--- Provided material ---

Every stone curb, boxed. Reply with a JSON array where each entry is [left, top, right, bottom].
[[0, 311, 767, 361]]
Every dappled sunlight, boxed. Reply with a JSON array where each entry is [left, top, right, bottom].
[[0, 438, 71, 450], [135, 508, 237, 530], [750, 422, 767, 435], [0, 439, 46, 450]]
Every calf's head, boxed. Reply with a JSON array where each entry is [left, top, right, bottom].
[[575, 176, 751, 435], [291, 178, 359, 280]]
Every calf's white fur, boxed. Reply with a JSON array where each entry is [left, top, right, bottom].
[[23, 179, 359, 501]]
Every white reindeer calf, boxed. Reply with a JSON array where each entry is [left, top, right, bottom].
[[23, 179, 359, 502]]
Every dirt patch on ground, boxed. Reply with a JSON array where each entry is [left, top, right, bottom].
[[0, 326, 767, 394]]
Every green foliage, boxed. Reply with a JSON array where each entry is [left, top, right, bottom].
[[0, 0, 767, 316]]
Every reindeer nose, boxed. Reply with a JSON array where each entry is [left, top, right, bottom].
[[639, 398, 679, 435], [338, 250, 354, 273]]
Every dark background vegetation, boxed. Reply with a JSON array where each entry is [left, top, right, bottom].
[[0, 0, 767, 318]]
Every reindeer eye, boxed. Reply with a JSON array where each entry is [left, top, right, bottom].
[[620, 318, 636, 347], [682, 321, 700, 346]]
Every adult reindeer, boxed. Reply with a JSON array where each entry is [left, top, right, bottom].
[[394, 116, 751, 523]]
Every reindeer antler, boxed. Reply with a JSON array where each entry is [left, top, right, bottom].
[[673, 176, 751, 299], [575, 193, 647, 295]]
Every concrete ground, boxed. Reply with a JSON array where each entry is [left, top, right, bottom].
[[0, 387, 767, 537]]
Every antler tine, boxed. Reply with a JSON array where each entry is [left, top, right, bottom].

---

# Your goal
Copy the records from the first line through the line containing "[[23, 179, 359, 501]]", that line included, with the requests left as they are. Multiply every bounding-box coordinate in the answers by 0.6 and round to whole numbers, rounding halves up, and give only those lines.

# Result of this task
Every stone curb, boxed. Reply with a JSON array where each entry is [left, top, right, bottom].
[[0, 187, 460, 217]]
Every dappled sunlight, boxed. Reply with a JSON array where each entry is [left, top, right, bottom].
[[0, 263, 43, 270], [81, 305, 142, 318], [450, 253, 460, 261], [0, 263, 28, 270]]
Every calf's head, boxed. Reply with a JSON array where each entry is [left, top, right, bottom].
[[345, 106, 451, 261], [175, 107, 215, 168]]
Every calf's white fur, boxed. Reply with a JSON array where each entry is [left, top, right, bottom].
[[14, 107, 215, 301]]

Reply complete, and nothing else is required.